Short problem:
Exactly as given, write out the lines from the one containing "of the pine" through the end of the listing, with both ends included and nothing else.

[Coordinate labeling data]

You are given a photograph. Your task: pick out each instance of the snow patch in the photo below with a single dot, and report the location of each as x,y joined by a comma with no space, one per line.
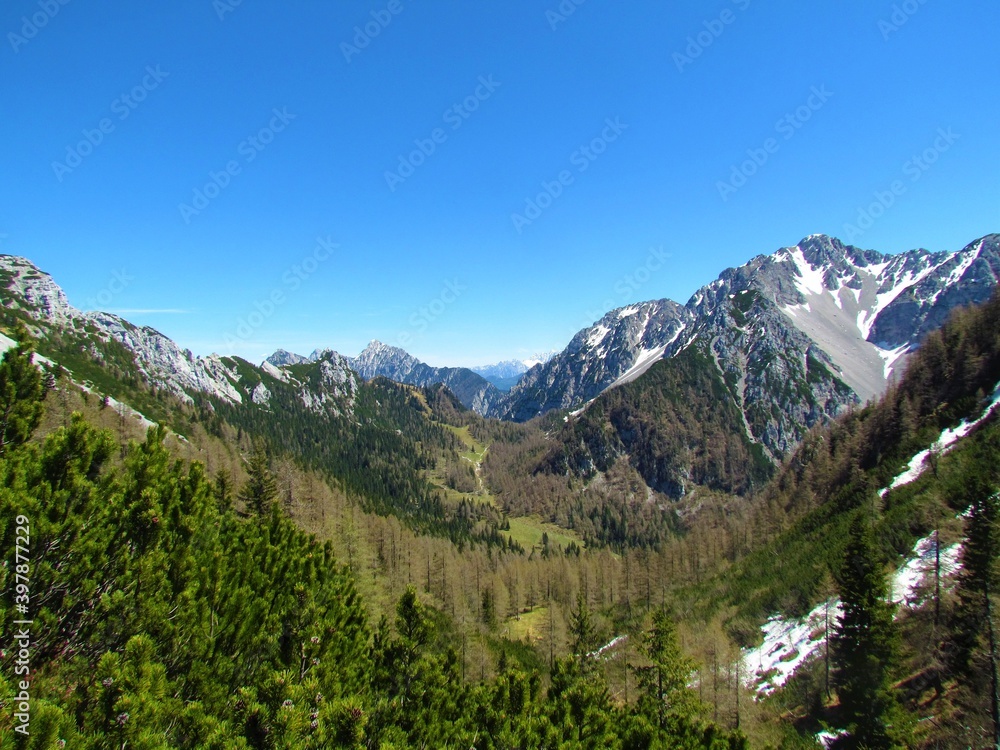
597,335
942,445
608,646
810,279
790,643
909,577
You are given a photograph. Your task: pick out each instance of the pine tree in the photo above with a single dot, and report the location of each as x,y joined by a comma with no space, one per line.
664,682
866,647
260,490
582,628
974,627
21,392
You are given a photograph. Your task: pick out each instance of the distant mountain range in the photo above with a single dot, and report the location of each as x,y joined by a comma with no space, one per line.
796,336
504,375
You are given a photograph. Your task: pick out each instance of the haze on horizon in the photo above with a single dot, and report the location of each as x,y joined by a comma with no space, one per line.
474,183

Task solution:
You are given a photograph. Your task: pick out each instance of the pine tree in the photo above with a single dot, and report the location of each as x,y joined by a comma with no space, one per line.
664,682
866,647
260,490
582,628
974,627
21,392
You are given a photograph. Your task: pick out each instance of the distant mountain range in the photo above with a single dot, and report the location of each as x,y joined by a comma with no space, one per line.
796,336
504,375
You are given a photograph. Your task: pick out each instance of the haze on horizon in the photo above with a single dot, and report the location of each as x,y joined by a comma with no space, one per line.
474,183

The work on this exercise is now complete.